◆ Extrait choisi
######
La composition musicale est pour moi une fonction naturelle, un bonheur; écrire de la prose est un travail.
Excité et pressé par H. Ferrand, je fis néanmoins pour la Revue européenne quelques articles de critique admirative sur Gluck, Spontini et Beethoven; je les retouchai d'après les observations de M. de Carné; ils furent imprimés, accueillis avec indulgence, et je commençai ainsi a connaître les difficultés de cette tâche dangereuse qui a pris avec le temps une importance si grande et si déplorable dans ma vie. On verra comment il m'est devenu impossible de m'y soustraire, et les influences diverses qu'elle a exercées sur ma carrière d'artiste en France et ailleurs.
XXII
Ainsi déchiré nuit et jour par mon amour shakespearien, dont la révélation des œuvres de Beethoven, loin de me distraire, semblait augmenter la douloureuse intensité, à peine occupé de rares et informes travaux de littérature musicale, toujours rêvant, silencieux jusqu'au mutisme, sauvage, négligé dans mon extérieur, insupportable à mes amis autant qu'à moi-même, j'atteignis le mois de juin de l'année 1828, époque à laquelle je me présentai pour la troisième fois au concours de l'Institut. J'y fus encore admis et j'obtins le second prix.
Cette distinction consiste en couronnes publiquement décernées au lauréat, en une médaille d'or d'assez peu de valeur; elle donne en outre à l'élève couronné un droit d'entrée gratuite à tous les théâtres lyriques, et des chances nombreuses pour obtenir le premier prix au concours suivant.
Le premier prix a des privilèges beaucoup plus importants. Il assure à l'artiste qui l'obtient une pension annuelle de trois mille francs pendant cinq ans, à la condition pour lui d'aller passer les deux premières années à l'académie de France à Rome, et d'employer la troisième à des voyages en Allemagne. Il touche le reste de sa pension à Paris, où il fait ensuite ce qu'il peut pour se produire et ne pas mourir de faim. Au reste je vais donner ici un résumé de ce que j'écrivis, il y a quinze ou seize ans, dans divers journaux, sur l'organisation singulière de ce concours.
######
◆ Matériel fourni
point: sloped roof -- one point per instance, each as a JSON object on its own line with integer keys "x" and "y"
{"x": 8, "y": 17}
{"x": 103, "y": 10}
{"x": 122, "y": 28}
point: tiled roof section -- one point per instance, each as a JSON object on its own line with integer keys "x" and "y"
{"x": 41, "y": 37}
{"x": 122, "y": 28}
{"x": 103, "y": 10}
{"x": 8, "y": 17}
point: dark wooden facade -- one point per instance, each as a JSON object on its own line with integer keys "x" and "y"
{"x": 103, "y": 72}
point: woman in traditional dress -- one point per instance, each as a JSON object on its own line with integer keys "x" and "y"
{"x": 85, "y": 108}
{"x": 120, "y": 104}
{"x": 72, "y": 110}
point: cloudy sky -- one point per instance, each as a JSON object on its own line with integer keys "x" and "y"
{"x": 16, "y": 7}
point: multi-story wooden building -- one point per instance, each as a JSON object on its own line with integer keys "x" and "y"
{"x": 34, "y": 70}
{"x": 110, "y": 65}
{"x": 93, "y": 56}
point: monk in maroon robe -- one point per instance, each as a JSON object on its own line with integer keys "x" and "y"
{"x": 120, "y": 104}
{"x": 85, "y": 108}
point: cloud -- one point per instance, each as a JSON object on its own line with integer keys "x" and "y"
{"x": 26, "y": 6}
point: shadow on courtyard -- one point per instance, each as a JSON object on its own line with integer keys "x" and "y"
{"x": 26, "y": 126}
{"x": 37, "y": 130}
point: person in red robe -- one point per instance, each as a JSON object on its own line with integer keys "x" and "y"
######
◆ Consignes à suivre
Pourriez-vous reprendre le récit sur le concours de l'Institut après sa dernière phrase et le poursuivre ? Les lignes n'interviennent en rien dans ce travail.

◆ Résultat de l'exercice
Faire connaître chaque année quels sont ceux des jeunes compositeurs français qui offrent le plus de garanties de talent, et les encourager en les mettant, au moyen d'une pension, dans le cas de pouvoir s'occuper exclusivement pendant cinq ans de leurs études, tel est le double but de l'institution du prix de Rome; telle a été l'intention du gouvernement qui l'a fondée. Toutefois, voici les moyens qu'on employait encore il y a quelques années pour remplir l'une et parvenir à l'autre.
Les choses ont un peu changé depuis lors, mais bien peu33.
Les faits que je vais citer paraîtront sans doute fort extraordinaires et improbables à la plupart des lecteurs, mais ayant obtenu successivement le second et le premier grand prix au concours de l'Institut, je ne dirai rien que je n'aie vu moi-même, et dont je ne sois parfaitement sûr. Cette circonstance d'ailleurs me permet d'exprimer toute ma pensée, sans crainte de voir attribuer à l'aigreur d'une vanité blessée ce qui n'est que l'expression de mon amour de l'art et de ma conviction intime.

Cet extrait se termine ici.